## What you have to do
Write the data out again exactly, with no pictures.

## Provided data
-*-*-

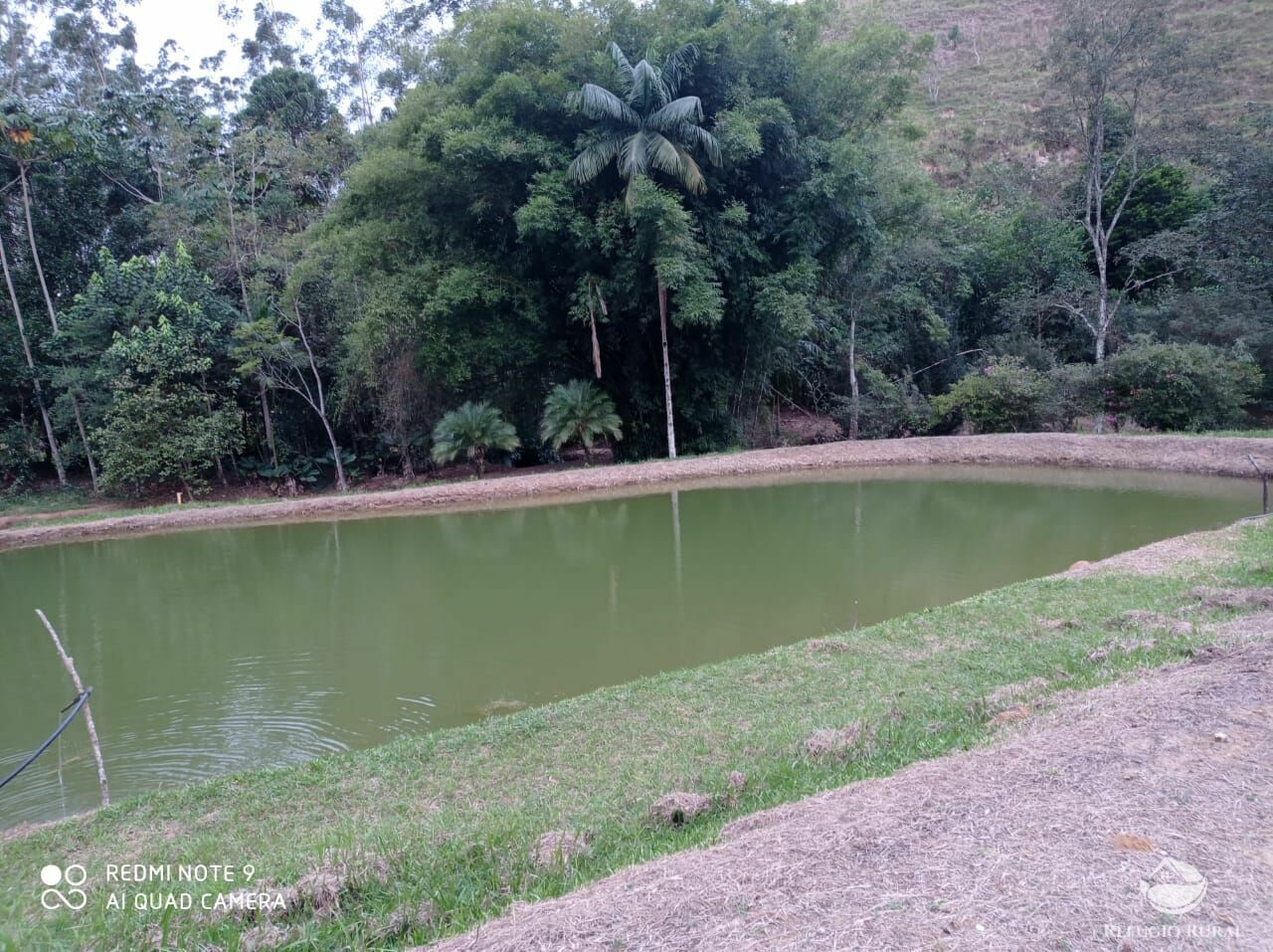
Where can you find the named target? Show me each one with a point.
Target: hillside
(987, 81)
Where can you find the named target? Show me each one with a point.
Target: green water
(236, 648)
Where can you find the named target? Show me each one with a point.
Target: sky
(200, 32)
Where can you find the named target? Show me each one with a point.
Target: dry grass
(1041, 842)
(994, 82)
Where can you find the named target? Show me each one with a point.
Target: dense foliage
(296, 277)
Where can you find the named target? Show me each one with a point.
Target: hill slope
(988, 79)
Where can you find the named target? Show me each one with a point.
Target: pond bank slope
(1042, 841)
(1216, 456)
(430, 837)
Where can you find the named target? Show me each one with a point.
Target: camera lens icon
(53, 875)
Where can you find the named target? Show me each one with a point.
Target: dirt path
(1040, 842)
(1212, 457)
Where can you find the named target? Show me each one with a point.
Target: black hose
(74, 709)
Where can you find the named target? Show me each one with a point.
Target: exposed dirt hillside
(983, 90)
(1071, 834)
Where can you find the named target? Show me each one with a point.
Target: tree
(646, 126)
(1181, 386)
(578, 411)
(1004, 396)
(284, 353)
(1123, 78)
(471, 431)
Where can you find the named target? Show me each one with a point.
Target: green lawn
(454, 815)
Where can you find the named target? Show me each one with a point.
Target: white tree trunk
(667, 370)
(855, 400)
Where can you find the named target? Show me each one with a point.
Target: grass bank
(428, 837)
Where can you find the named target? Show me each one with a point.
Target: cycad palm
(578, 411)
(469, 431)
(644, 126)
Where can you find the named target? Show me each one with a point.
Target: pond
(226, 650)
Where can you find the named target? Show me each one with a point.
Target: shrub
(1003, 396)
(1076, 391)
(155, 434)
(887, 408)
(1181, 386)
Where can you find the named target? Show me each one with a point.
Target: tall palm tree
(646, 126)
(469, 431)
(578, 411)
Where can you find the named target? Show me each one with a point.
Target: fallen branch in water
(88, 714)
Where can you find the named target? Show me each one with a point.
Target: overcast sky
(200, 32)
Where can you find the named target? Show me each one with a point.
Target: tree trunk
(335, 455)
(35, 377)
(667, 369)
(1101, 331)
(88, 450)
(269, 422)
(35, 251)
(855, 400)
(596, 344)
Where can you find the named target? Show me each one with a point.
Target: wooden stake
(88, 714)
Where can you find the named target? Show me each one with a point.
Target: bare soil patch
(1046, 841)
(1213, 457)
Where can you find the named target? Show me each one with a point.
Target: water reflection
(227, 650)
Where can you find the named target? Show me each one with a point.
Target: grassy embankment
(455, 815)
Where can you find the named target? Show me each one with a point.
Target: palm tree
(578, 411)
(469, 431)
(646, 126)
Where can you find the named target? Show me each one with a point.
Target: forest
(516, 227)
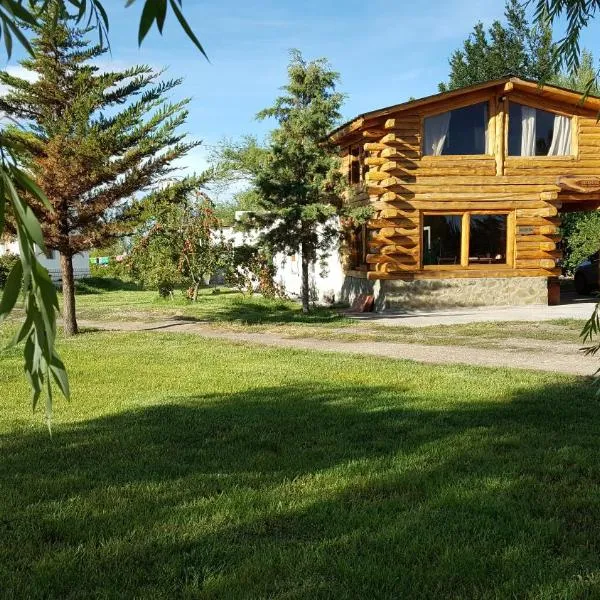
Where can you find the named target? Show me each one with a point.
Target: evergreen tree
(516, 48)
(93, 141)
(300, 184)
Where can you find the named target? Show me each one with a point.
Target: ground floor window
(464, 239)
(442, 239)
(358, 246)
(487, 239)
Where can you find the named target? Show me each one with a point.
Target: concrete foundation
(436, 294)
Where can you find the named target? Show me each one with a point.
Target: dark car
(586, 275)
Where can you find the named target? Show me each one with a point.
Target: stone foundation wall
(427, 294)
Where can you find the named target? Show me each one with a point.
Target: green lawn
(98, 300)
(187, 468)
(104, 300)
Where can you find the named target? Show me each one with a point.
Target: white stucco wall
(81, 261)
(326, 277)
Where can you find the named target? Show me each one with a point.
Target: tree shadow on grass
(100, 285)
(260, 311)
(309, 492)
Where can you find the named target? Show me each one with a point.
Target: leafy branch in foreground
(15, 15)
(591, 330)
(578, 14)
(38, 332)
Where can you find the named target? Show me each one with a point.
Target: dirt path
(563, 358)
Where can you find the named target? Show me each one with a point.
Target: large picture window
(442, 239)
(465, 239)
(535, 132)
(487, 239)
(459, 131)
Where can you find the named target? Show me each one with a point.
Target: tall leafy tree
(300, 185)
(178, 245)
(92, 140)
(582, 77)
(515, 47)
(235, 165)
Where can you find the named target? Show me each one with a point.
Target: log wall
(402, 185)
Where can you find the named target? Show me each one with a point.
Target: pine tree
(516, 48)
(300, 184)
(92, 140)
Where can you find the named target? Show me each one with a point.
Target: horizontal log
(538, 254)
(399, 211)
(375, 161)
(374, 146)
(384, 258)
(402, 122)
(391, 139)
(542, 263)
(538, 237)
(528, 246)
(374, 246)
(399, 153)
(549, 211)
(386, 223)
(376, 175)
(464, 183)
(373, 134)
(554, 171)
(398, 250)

-*-*-

## Written response
Where can you find the named target? Show me each one with a point.
Target: hillside
(987, 81)
Where can you find the named target? Show me each one with a point.
Target: green water
(236, 648)
Where can you find the named target? Show me each one with a point.
Target: sky
(200, 32)
Where can you find the named target? Show me each one with a point.
Target: dry grass
(1041, 842)
(994, 82)
Where can you find the named target? Show me each one with a point.
Target: dense foliage
(296, 277)
Where can you find the named target? Show me each one with a point.
Target: hill slope
(988, 79)
Where can you find the named target? Show me each one with a point.
Target: pond bank slope
(1042, 841)
(1216, 456)
(430, 837)
Where can you find the named target? Show me each one with a point.
Target: camera lens icon
(53, 875)
Where can you find the named target? Show me each one with a point.
Target: dirt path
(1040, 842)
(1212, 457)
Where can you find the named target? Show me each one with a point.
Target: black hose
(74, 709)
Where can you find the named target? Show me each one with a point.
Target: exposed dirt hillside
(983, 90)
(1071, 834)
Where can you find the named target? Show me each one with a point.
Target: tree
(646, 126)
(1181, 386)
(578, 411)
(1004, 396)
(284, 353)
(1123, 78)
(471, 431)
Where can you find the named target? Show me each one with a point.
Target: green lawn
(454, 815)
Where can you find the named target? Show me each one with a point.
Target: white tree trunk
(667, 370)
(855, 400)
Where can you find the named target? Show me each one with a point.
Target: grass bank
(428, 837)
Where can you find the named target? Show me each one with a point.
Target: cycad palm
(578, 411)
(469, 431)
(644, 126)
Where can you find the named target? Show me each one with a point.
Target: pond
(226, 650)
Where can you find the named target? Show me each one with a point.
Target: shrub
(1003, 396)
(1076, 391)
(155, 434)
(887, 408)
(1181, 386)
Where can you find the named target? Show me each one with a point.
Target: tall palm tree
(646, 126)
(469, 431)
(578, 411)
Where can you find the named target? Show me each one with a point.
Target: fallen branch in water
(88, 714)
Where can you find the named target? Show me each one with a point.
Target: overcast sky
(200, 32)
Where can you find the named target? Show me each one with a point.
Target: tree trunk
(335, 455)
(35, 377)
(667, 369)
(1101, 331)
(88, 450)
(269, 422)
(35, 251)
(855, 400)
(596, 344)
Where can you find the named target? Show me each one with a point.
Target: wooden stake
(88, 714)
Where can you find the named target? Show me each one with a point.
Target: bare soil patch
(1046, 841)
(1213, 457)
Where can you find the named target? Show me each one with a point.
Target: water reflection
(227, 650)
Where can you find the named target? Show me each one with a point.
Target: grassy embankment
(455, 815)
Where can you find the named target? Show me each one with a point.
Target: palm tree
(578, 411)
(469, 431)
(646, 126)
Where can you find the named target? Show me each one with a point.
Target: forest
(516, 227)
Where can you find the named target? Show me each one with a point.
Target: evergreen tree
(516, 48)
(93, 141)
(300, 184)
Where can you find the named target? Show me each one with a point.
Target: ground floor window
(464, 239)
(442, 239)
(358, 246)
(487, 239)
Where can you find the named target? Show me each one with a point.
Target: concrete foundation
(436, 294)
Where can you find the named target? Show me each one with a point.
Target: dark car
(586, 275)
Where can you find the named target? Show me each one with a point.
Target: stone foundation wall
(427, 294)
Where can you find the named target? Show me each one with a point.
Target: green lawn
(98, 300)
(187, 468)
(104, 300)
Where can you find the named target? Show me each one with a point.
Target: white stucco wall
(81, 261)
(326, 277)
Where can you find the named target? Show me each one with a point.
Target: tree shadow on grass
(100, 285)
(260, 311)
(309, 492)
Where can you find the named target? Show me each one with a point.
Target: leafy branch in foreground
(15, 15)
(591, 330)
(578, 14)
(38, 332)
Where can you find the named target? Show me each one with a point.
Target: dirt path
(563, 358)
Where can you find the named target? Show me each one with a point.
Target: large picture window
(442, 239)
(465, 239)
(535, 132)
(487, 239)
(459, 131)
Where can you find the named target? Show me each one with a point.
Target: tall leafy tree
(300, 185)
(178, 245)
(92, 140)
(582, 77)
(515, 47)
(235, 165)
Where can you find the named target? Show me each one with a point.
Target: log wall
(402, 185)
Where can you find the named target? Show me each one with a point.
Target: pine tree
(516, 48)
(300, 184)
(92, 140)
Where can you find the named target? Show me each one with a point.
Target: horizontal log
(538, 254)
(399, 211)
(375, 161)
(374, 146)
(384, 258)
(402, 122)
(391, 139)
(542, 263)
(538, 237)
(528, 246)
(374, 246)
(399, 153)
(549, 211)
(386, 223)
(376, 175)
(464, 183)
(373, 134)
(554, 171)
(398, 250)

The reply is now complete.